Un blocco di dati
===

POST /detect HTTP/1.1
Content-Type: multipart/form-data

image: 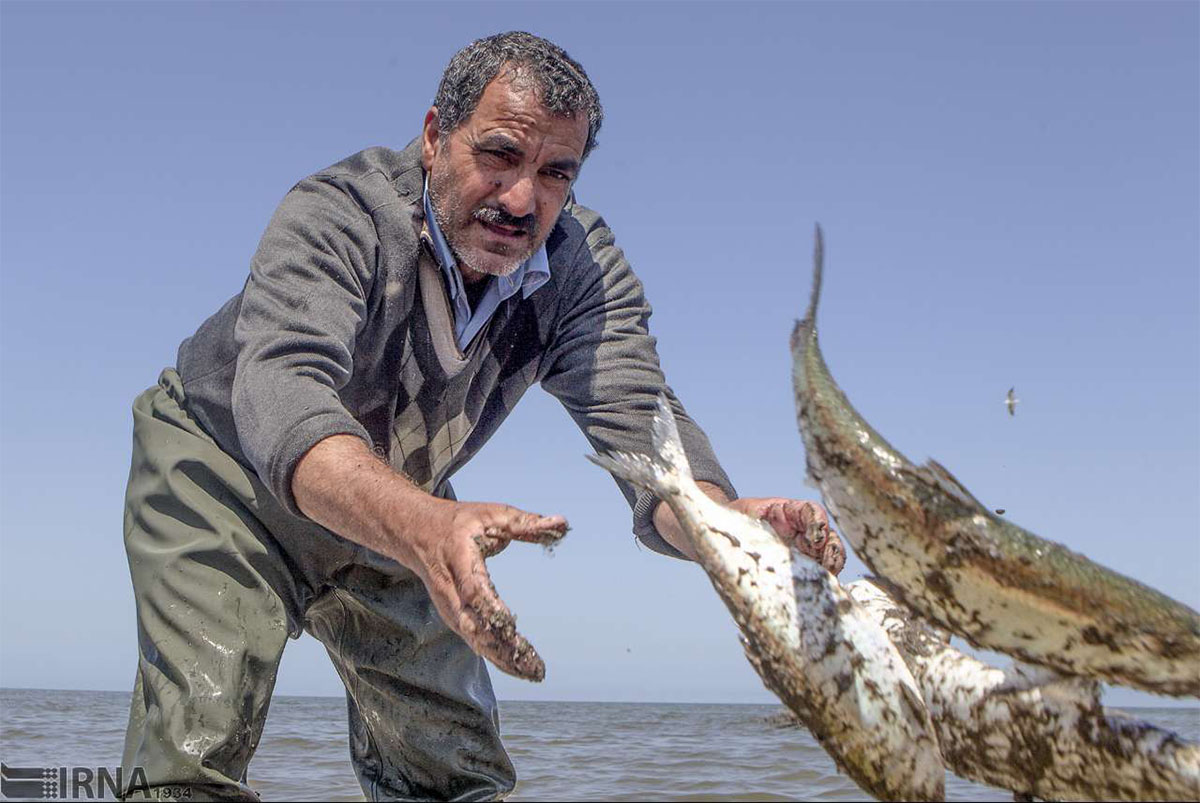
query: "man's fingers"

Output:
[820,529,846,577]
[454,544,546,682]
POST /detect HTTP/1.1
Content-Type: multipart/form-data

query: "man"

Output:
[125,32,844,799]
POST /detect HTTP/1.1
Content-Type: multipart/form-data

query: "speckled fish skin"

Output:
[589,396,946,801]
[792,228,1200,696]
[845,579,1200,801]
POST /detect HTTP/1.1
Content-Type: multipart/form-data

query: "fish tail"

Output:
[587,394,691,498]
[804,223,824,326]
[792,223,824,353]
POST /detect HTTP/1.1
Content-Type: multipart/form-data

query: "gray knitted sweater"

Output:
[176,140,733,555]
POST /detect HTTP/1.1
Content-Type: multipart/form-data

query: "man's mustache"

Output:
[472,206,538,233]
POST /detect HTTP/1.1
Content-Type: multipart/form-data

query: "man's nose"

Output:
[499,175,536,217]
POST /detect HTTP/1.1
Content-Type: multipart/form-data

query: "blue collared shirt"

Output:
[425,178,550,350]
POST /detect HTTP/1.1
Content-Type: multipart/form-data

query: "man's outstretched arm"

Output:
[292,435,566,681]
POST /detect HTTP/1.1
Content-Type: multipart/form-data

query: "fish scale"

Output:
[791,227,1200,696]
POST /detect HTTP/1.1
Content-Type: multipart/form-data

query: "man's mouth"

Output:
[479,221,528,240]
[472,206,536,240]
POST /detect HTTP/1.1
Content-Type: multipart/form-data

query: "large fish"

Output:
[792,228,1200,696]
[845,580,1200,801]
[590,396,946,801]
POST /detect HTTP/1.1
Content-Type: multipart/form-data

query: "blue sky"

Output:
[0,2,1200,705]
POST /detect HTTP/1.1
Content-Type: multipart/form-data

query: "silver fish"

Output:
[589,396,946,801]
[845,579,1200,801]
[792,228,1200,696]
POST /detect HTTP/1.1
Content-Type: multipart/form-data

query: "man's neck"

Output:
[458,262,492,310]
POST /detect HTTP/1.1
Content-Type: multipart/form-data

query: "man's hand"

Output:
[726,497,846,576]
[401,502,566,681]
[292,435,566,681]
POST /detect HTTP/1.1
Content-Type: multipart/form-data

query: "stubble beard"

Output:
[430,167,532,276]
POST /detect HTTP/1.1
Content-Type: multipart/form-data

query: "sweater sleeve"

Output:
[226,176,378,516]
[541,208,737,557]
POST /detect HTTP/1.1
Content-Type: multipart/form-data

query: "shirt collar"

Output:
[422,174,550,301]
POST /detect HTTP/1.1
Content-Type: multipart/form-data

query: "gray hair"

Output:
[433,31,604,158]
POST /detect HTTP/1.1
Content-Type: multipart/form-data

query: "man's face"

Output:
[421,71,588,282]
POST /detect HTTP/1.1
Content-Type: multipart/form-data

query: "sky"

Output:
[0,2,1200,706]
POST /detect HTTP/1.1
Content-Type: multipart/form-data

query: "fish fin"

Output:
[587,394,691,498]
[650,392,691,479]
[584,451,678,497]
[913,457,984,508]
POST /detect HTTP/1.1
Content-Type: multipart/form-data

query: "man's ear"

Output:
[421,106,440,173]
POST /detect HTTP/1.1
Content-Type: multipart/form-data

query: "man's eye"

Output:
[484,150,516,164]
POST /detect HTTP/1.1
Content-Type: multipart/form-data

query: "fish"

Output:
[791,226,1200,696]
[588,395,946,801]
[845,577,1200,801]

===

## Il tuo compito
Filtra l'elenco qui sopra e trascrivi ogni riga in cui compare la parola "blue".

## Risposta completa
query: "blue collared shirt"
query: "blue sky"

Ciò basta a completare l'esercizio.